Aim of the exercise ▸ Verbatim output of all the material below is required.

··· Records for the task ···

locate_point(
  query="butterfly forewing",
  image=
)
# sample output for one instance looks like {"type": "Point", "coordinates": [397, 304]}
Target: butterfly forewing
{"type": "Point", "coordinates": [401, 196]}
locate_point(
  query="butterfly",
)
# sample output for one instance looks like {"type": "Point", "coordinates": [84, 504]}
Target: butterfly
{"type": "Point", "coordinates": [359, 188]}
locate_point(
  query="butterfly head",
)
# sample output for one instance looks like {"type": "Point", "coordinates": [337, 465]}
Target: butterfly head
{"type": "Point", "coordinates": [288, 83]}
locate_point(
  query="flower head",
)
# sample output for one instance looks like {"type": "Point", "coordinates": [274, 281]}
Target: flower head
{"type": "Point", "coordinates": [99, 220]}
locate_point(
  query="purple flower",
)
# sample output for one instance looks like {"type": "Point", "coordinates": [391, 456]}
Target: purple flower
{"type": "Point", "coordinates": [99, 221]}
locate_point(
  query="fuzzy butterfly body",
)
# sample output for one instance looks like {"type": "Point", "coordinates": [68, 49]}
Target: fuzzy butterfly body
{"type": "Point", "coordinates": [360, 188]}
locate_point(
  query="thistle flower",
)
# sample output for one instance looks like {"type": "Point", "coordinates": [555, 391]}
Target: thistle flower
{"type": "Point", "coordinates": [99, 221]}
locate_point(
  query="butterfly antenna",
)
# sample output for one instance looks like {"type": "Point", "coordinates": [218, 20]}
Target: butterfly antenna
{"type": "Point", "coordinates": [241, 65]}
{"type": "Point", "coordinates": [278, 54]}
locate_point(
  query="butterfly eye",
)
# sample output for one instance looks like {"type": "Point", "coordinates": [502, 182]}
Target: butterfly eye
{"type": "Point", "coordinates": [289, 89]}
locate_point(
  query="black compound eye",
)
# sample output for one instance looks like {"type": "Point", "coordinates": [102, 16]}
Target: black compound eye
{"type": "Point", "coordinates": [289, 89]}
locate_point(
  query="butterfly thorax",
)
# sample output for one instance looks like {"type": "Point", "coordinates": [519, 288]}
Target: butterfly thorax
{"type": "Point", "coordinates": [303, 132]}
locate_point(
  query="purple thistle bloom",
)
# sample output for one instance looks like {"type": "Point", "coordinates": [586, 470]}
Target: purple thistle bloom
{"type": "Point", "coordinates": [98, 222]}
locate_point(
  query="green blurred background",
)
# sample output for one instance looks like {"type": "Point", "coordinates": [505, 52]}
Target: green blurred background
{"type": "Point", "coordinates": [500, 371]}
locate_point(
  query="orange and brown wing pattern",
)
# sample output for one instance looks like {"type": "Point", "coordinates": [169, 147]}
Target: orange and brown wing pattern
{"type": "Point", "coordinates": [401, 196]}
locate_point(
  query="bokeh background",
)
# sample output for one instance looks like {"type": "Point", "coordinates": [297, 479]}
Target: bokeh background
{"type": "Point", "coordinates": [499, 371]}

···

Exercise result ▸
locate_point(
  query="butterfly forewing",
  image=
)
# sample output for one instance looks like {"type": "Point", "coordinates": [397, 304]}
Target: butterfly forewing
{"type": "Point", "coordinates": [401, 196]}
locate_point(
  query="butterfly",
)
# sample output for one instance looks like {"type": "Point", "coordinates": [84, 504]}
Target: butterfly
{"type": "Point", "coordinates": [359, 188]}
locate_point(
  query="butterfly head",
)
# sample output for one instance looks like {"type": "Point", "coordinates": [337, 465]}
Target: butterfly head
{"type": "Point", "coordinates": [288, 83]}
locate_point(
  query="flower head",
)
# sample output for one instance looks like {"type": "Point", "coordinates": [274, 281]}
Target: flower head
{"type": "Point", "coordinates": [99, 220]}
locate_point(
  query="purple flower",
)
# sample output for one instance looks like {"type": "Point", "coordinates": [391, 456]}
Target: purple flower
{"type": "Point", "coordinates": [99, 221]}
locate_point(
  query="fuzzy butterfly body",
)
# sample output for one instance looks like {"type": "Point", "coordinates": [68, 49]}
Target: fuzzy butterfly body
{"type": "Point", "coordinates": [360, 188]}
locate_point(
  query="thistle flower",
)
# sample output for one instance looks like {"type": "Point", "coordinates": [555, 391]}
Target: thistle flower
{"type": "Point", "coordinates": [99, 221]}
locate_point(
  query="butterfly antenna",
)
# sample output for one instance looks like {"type": "Point", "coordinates": [218, 20]}
Target: butterfly antenna
{"type": "Point", "coordinates": [241, 65]}
{"type": "Point", "coordinates": [278, 54]}
locate_point(
  query="butterfly eye",
)
# sample output for one instance looks like {"type": "Point", "coordinates": [502, 182]}
Target: butterfly eye
{"type": "Point", "coordinates": [289, 89]}
locate_point(
  query="black compound eye",
)
# sample output for one instance looks like {"type": "Point", "coordinates": [102, 16]}
Target: black compound eye
{"type": "Point", "coordinates": [289, 89]}
locate_point(
  query="butterfly thorax",
)
# sample output for one instance looks like {"type": "Point", "coordinates": [519, 288]}
Target: butterfly thorax
{"type": "Point", "coordinates": [303, 132]}
locate_point(
  query="purple thistle bloom",
)
# sample output for one instance looks like {"type": "Point", "coordinates": [586, 470]}
Target: purple thistle bloom
{"type": "Point", "coordinates": [98, 222]}
locate_point(
  query="green blurred background",
)
# sample output for one instance looks like {"type": "Point", "coordinates": [505, 52]}
Target: green blurred background
{"type": "Point", "coordinates": [500, 371]}
locate_point(
  query="orange and brown wing pattern",
)
# sample output for one instance looks like {"type": "Point", "coordinates": [169, 147]}
Target: orange and brown wing pattern
{"type": "Point", "coordinates": [401, 196]}
locate_point(
  query="bokeh background",
)
# sample output for one instance looks like {"type": "Point", "coordinates": [297, 479]}
Target: bokeh background
{"type": "Point", "coordinates": [499, 371]}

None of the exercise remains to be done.